**Задача A:** Воспроизведите дословно фрагмент текста о поддержке Юникода в Perl, начиная со слов "Для того чтобы" и заканчивая словами "5.012> или выше.)".

POD2-RU

 view release on metacpan or  search on metacpan

lib/POD2/RU/perlunicode.pod  view on Meta::CPAN


=encoding utf8

=head1 NAME/НАИМЕНОВАНИЕ

perlunicode - Поддержка Юникода в Perl

=head1 ОПИСАНИЕ

=head2 Важные предостережения

Поддержка Юникода (Unicode) - это расширенное требование. В то время как Perl не
реализует стандарт Юникода или сопровождающих его технических отчетов
от корки до корки, Perl действительно поддерживает много его функций.

Людям, которые хотят научиться использовать Юникод в Perl, вероятно, следует читать
L<Perl Unicode tutorial, perlunitut|perlunitut> и
L<perluniintro>, перед чтением этого справочного документа.

Кроме того, использование Юникода может привести к неочевидным проблемам безопасности. 
Читайте L<Соображения безопасности Юникода|http://www.unicode.org/reports/tr36>.

=over 4

=item Самое безопасное, если вы используете "use feature 'unicode_strings'"

Для того чтобы сохранить обратную совместимость, Perl не включает 
полную внутреннюю поддержку Юникода, если не указана прагма
C<use feature 'unicode_strings'>. (Она автоматически 
выбрается, если вы используете C<use 5.012> или выше.)

**Задача B:** Продублируйте все записи, приведенные ниже, без каких-либо изменений. Изображения в ответ не включайте.

**Записи:**
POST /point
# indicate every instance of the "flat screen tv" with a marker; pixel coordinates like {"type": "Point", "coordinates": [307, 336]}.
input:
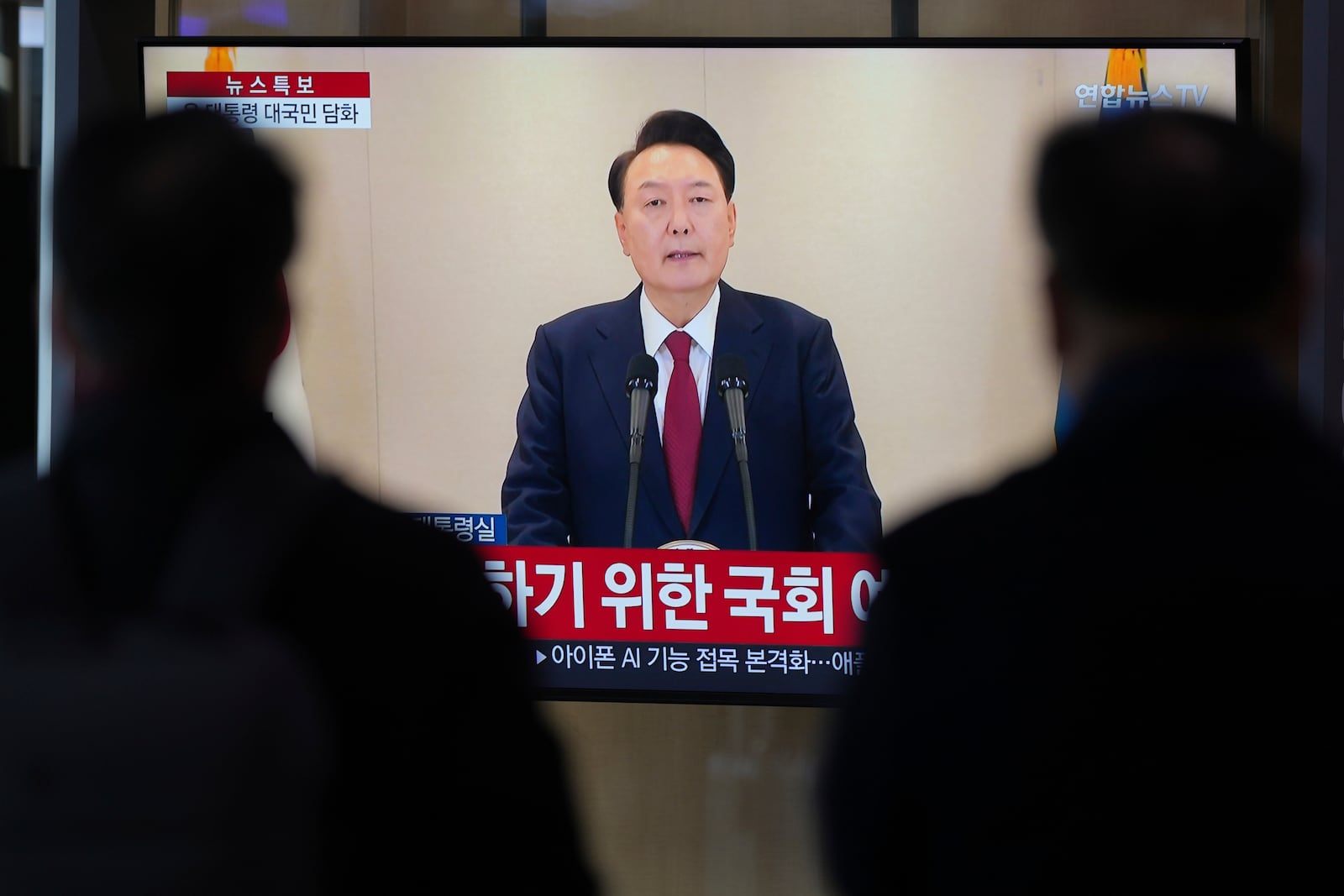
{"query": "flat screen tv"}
{"type": "Point", "coordinates": [454, 197]}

**Ожидаемый результат A:**
Для того чтобы сохранить обратную совместимость, Perl не включает 
полную внутреннюю поддержку Юникода, если не указана прагма
C<use feature 'unicode_strings'>. (Она автоматически 
выбрается, если вы используете C<use 5.012> или выше.)

**Ожидаемый результат B:**
POST /point
# indicate every instance of the "flat screen tv" with a marker; pixel coordinates like {"type": "Point", "coordinates": [307, 336]}.
input:
{"query": "flat screen tv"}
{"type": "Point", "coordinates": [454, 197]}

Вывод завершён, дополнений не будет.